## SOURCE TEXT:
Product-defect awards rise sharply

Cybex International Inc., a fitness equipment maker, lost a $66 million jury verdict in New York last month to an assistant physical therapist who was paralyzed when an exercise machine fell on her at work.

For Cybex, whose chief executive officer said he has no idea what the company did wrong, timing may have played a role. The state court jury’s Dec. 7 decision in Buffalo illustrates the most prominent trend in court verdicts in 2010: a surge in awards against companies accused of putting defective products on the market.

The stalled economy and negative corporate news, such as the BP oil spill, sudden-acceleration lawsuits against Toyota and bank foreclosure practices, have fueled public anger, affecting lawsuits against companies in unrelated cases across the country, legal experts said.

“Jurors are more willing to believe that there was corporate wrongdoing that was intentional,” said Ophelia Camina, a lawyer in Dallas who won a $246 million verdict last year in a breach-of-warranty and fraud case against JDA Software Group.

## WORK INSTRUCTIONS:
**A)** How much was the jury verdict that Cybex lost, according to the product-defect awards article?
**B)** Output part of the product-defect awards article word for word. Begin at the words "Product-defect awards rise" and stop after "her at work.".
**C)** Pick up the product-defect awards article after its last sentence and keep writing.

## DATA EXTRACTS:
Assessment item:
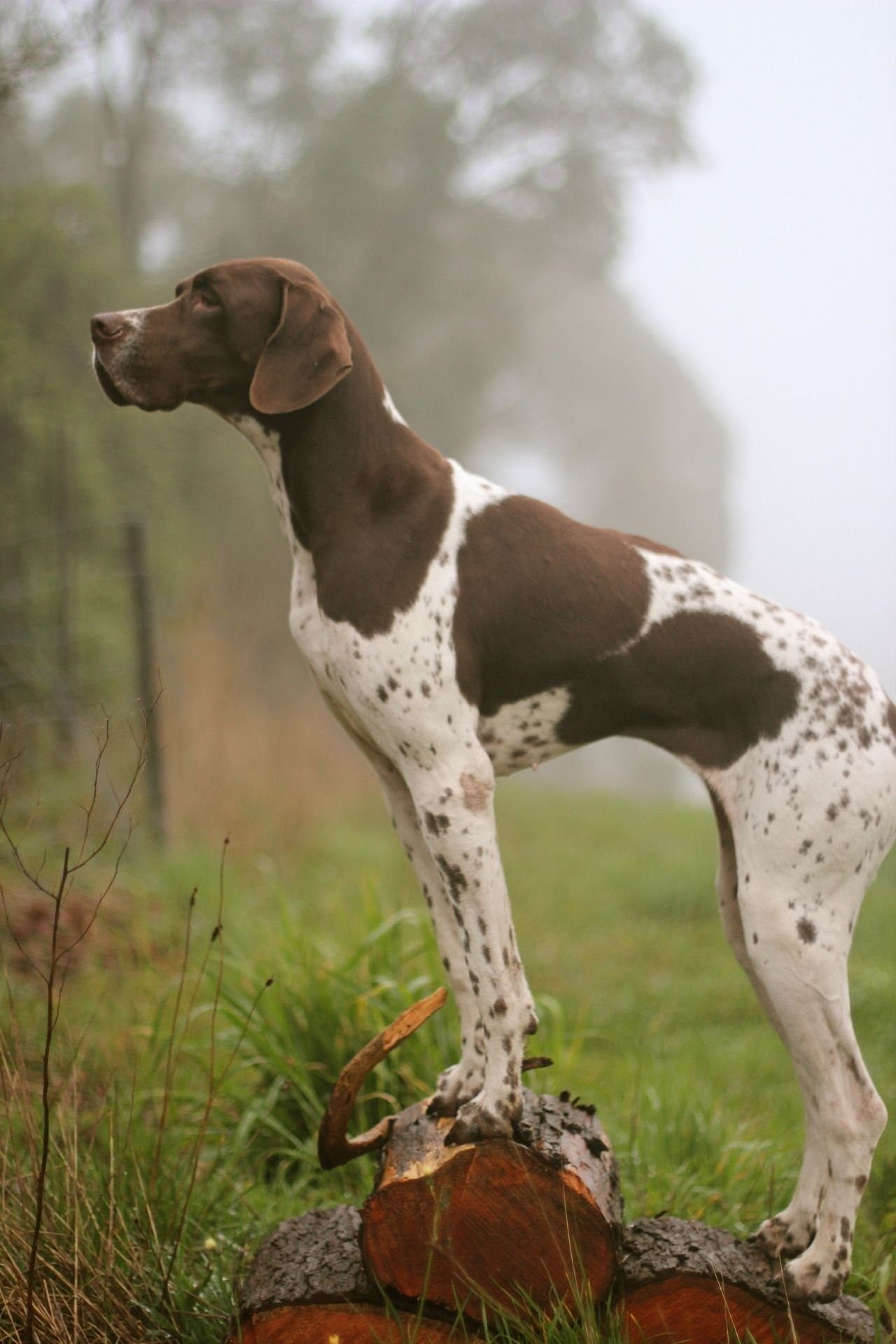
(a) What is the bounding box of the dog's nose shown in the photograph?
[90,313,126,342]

...

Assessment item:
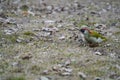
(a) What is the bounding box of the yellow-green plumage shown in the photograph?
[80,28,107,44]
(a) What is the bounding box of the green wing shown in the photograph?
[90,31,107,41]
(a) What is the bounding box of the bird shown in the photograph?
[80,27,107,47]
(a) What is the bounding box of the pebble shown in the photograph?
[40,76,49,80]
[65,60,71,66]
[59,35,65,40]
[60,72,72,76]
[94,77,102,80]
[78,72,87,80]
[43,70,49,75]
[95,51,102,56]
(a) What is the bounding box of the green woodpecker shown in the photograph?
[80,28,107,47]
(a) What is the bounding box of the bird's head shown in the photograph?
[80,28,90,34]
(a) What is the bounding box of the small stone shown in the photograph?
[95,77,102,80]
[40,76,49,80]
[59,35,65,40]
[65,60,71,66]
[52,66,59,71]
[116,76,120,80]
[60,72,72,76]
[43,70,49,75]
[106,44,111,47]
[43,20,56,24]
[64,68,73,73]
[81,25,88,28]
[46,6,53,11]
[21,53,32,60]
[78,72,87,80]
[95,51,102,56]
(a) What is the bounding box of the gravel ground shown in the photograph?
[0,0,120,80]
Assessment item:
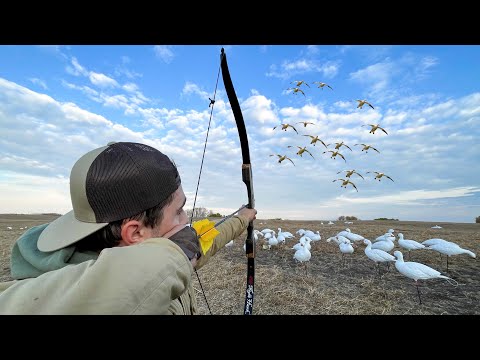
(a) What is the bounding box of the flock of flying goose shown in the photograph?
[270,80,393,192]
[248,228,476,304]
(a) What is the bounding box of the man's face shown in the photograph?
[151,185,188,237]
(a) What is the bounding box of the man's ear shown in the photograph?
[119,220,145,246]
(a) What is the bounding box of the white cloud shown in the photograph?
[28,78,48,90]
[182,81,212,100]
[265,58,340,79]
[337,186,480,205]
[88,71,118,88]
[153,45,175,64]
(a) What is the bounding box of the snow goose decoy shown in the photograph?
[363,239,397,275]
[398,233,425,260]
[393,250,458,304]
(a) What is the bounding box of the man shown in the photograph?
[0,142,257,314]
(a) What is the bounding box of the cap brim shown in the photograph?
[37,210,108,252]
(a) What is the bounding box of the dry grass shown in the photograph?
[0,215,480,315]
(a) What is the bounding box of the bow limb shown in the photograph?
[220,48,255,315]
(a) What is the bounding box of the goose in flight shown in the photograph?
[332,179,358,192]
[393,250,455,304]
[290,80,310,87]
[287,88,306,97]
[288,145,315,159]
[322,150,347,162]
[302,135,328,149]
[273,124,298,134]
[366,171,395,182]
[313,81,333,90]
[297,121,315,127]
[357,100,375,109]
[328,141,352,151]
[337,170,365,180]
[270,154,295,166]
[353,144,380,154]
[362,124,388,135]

--

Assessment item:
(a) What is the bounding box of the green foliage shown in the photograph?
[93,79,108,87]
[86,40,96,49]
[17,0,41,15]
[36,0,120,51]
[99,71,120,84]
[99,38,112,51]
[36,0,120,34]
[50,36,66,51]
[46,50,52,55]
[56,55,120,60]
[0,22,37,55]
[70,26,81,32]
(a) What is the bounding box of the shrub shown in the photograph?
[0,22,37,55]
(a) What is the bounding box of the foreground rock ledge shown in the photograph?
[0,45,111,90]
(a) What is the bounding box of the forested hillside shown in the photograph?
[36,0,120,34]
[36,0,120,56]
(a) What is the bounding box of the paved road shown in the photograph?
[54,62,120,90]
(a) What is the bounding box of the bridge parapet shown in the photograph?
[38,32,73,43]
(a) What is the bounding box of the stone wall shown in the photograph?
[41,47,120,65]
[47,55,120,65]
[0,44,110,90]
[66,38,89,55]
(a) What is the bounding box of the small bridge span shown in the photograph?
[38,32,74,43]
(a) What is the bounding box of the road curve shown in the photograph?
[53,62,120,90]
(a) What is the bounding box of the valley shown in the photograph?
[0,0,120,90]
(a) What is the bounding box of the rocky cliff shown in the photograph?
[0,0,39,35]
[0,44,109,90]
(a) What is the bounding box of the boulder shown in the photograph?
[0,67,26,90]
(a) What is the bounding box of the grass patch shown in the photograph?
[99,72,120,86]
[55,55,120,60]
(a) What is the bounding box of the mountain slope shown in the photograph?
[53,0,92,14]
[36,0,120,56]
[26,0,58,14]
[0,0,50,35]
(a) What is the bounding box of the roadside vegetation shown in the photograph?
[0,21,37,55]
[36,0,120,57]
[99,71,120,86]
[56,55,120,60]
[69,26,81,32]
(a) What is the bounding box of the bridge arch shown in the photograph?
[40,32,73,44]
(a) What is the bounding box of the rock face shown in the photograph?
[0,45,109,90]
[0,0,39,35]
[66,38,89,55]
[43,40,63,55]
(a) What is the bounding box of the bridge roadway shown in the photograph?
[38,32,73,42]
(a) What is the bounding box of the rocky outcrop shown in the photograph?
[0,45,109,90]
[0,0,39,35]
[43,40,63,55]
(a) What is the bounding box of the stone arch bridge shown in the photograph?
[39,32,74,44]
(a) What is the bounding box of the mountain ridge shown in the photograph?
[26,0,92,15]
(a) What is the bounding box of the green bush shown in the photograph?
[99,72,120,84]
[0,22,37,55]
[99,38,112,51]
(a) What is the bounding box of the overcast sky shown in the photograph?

## ANSWERS BY ITEM NUMBER:
**A)** $66 million.

**B)**
Product-defect awards rise sharply

Cybex International Inc., a fitness equipment maker, lost a $66 million jury verdict in New York last month to an assistant physical therapist who was paralyzed when an exercise machine fell on her at work.

**C)**
“It’s easier to get people angry when they’re already brooding.”

The Cybex verdict sent its shares down 37 percent. The accident was unprecedented and not the result of a faulty product, the Medford, Mass., company said.

Cybex said it plans to appeal. “We’ve never had something like this,” Chief Executive Officer Arthur W. Hicks Jr. said in an interview. “What we did wrong, I have no idea.”

Ten of the 50 largest jury verdicts last year came in product-defect cases, compared with five in 2009 and one in 2008, according to data compiled by Bloomberg. There were 15 verdicts of $25 million or more in 2010, compared with seven in 2009.

The largest jury verdict of the year of any kind was for $1.3 billion in a copyright-infringement action against SAP.

The top product-defect verdict was for $505.1 million against Teva Pharmaceutical Industries, the Israeli drugmaker, and its U.S. distributor, in a Nevada case over a claim that packaging of its anesthetic propofol created a risk of contamination and led to the plaintiff’s hepatitis. Three of the top 10 were in smokers’ suits against tobacco companies.

The total of the largest five product-liability verdicts was $1.1 billion, up from $620 million in 2009 and $408 million in 2008. That represents a 77 percent increase from 2009 to 2010.

“There hasn’t been any radical change in product-liability law to cause this,” said Victor Schwartz, a Washington attorney and litigation expert who represents companies.

“It’s more atmospheric than legal.”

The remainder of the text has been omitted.